Format every line of the entries below as a numbered list, omitting any blank lines. Leave the pictures out of your answer.

Source data:
.....

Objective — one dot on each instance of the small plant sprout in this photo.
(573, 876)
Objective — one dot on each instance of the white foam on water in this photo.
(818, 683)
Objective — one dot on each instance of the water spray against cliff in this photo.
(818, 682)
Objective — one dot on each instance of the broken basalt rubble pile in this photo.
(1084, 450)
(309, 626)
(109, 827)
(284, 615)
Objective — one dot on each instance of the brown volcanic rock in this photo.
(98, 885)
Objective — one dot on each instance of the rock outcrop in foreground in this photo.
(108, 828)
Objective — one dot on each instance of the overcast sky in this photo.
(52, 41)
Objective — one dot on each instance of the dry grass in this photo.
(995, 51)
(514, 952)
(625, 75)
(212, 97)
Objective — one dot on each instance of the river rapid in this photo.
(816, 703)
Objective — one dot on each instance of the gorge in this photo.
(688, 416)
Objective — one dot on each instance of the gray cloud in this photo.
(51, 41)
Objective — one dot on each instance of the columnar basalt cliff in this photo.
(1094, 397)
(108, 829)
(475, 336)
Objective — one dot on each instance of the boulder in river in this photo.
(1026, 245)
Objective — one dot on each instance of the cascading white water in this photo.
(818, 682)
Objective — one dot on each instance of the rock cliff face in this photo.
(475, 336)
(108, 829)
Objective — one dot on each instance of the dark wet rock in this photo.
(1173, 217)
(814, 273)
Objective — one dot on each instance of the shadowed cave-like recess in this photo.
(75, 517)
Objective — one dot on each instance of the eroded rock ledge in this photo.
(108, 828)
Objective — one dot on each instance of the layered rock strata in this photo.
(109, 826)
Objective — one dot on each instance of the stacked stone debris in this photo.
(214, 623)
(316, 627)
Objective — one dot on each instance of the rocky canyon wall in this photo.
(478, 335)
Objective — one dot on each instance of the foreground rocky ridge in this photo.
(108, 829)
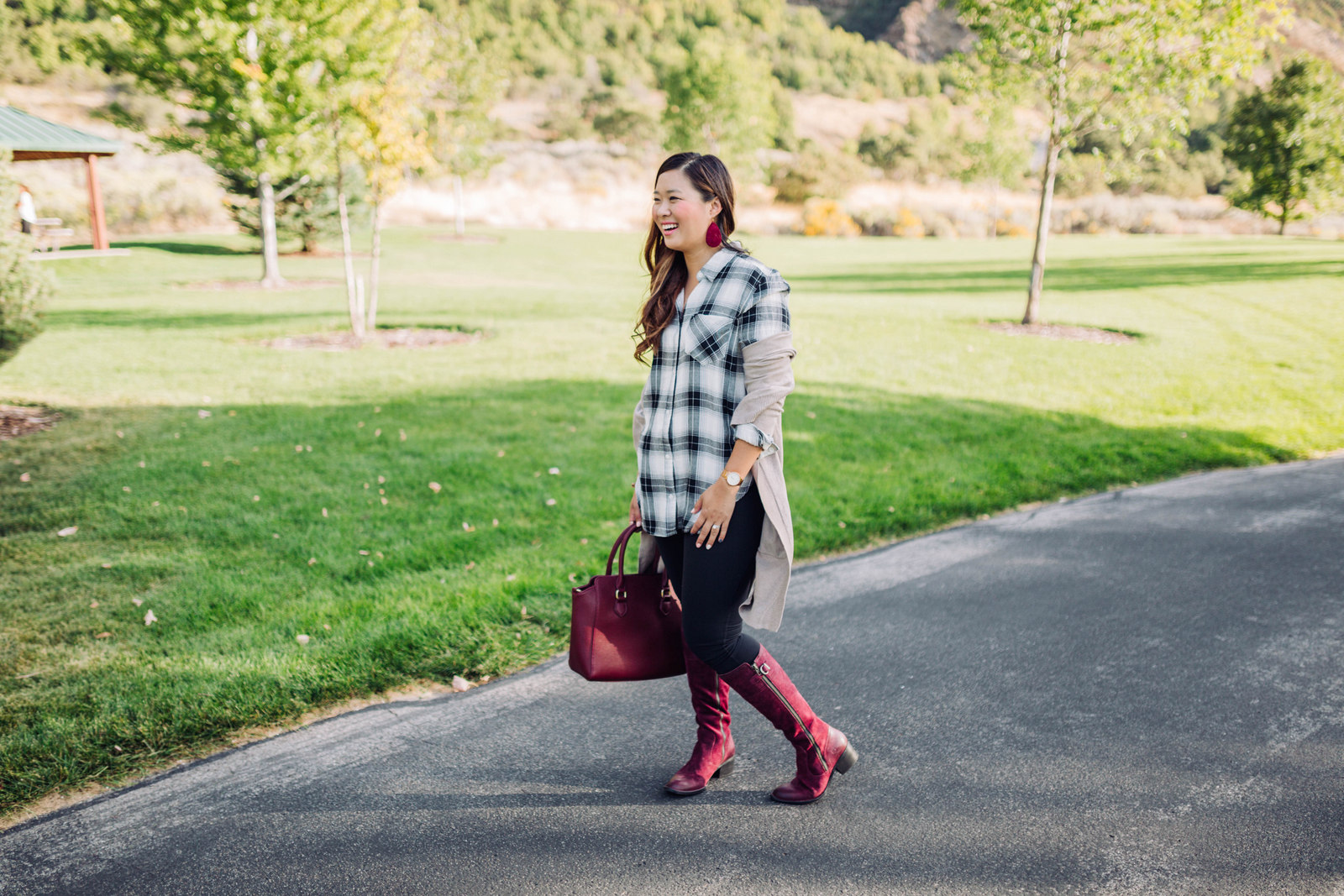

.....

Solution to this exercise:
1. Objective — one dot on each instance of the small plant sprout in this photo.
2. (573, 876)
3. Objective — one dot on each instance of the white foam on water in this photo.
4. (818, 683)
5. Objective — one dot on each instance of the water spray against cliff in this photo.
6. (818, 682)
7. Objective — one dot on each instance of the broken basalt rubble pile in this photo.
8. (1084, 450)
9. (309, 626)
10. (109, 827)
11. (284, 615)
12. Objective — one dot on each instance of the brown volcanic rock in this photo.
13. (98, 885)
14. Objective — one dot on each instance of the rock outcrop in foreground in this photo.
15. (108, 828)
16. Objective — one dot on each instance of the overcast sky in this photo.
17. (52, 41)
18. Objective — one dot on each instance of the dry grass in this photo.
19. (995, 51)
20. (514, 952)
21. (625, 75)
22. (212, 97)
23. Objective — one dot on each instance of the river rapid in this photo.
24. (816, 703)
25. Objective — one dot on each instance of the gorge in this photo.
26. (688, 416)
27. Objective — one dot on each instance of the gray cloud in this photo.
28. (51, 41)
29. Objective — one dot on each instance of the columnar basalt cliff in this photo.
30. (1094, 397)
31. (108, 829)
32. (475, 336)
33. Objective — one dot on each instance of the boulder in river in this photo.
34. (1026, 245)
35. Objective — one dot on each instance of the cascading white water in this photo.
36. (818, 682)
37. Objective — one dot on each instance of the rock cliff face in this photo.
38. (475, 336)
39. (108, 829)
40. Objective — one dot on each instance of the dark wet rock in this photo.
41. (1173, 217)
42. (814, 273)
43. Objective — one dot on each instance of the shadowed cave-like recess in this photo.
44. (75, 517)
45. Objective — one dot on each instance of the eroded rock ledge in this photo.
46. (108, 828)
47. Objective — one dot on each instance of the layered rock strata in this photo.
48. (109, 826)
49. Objective — one dot on each instance of the stacked stone debris in this photo.
50. (214, 623)
51. (316, 627)
52. Objective — one dot on each instance of the rocky canyon wall in this photo.
53. (478, 335)
54. Objective — one dot on each instance of the foreground rocky ridge in this photo.
55. (108, 829)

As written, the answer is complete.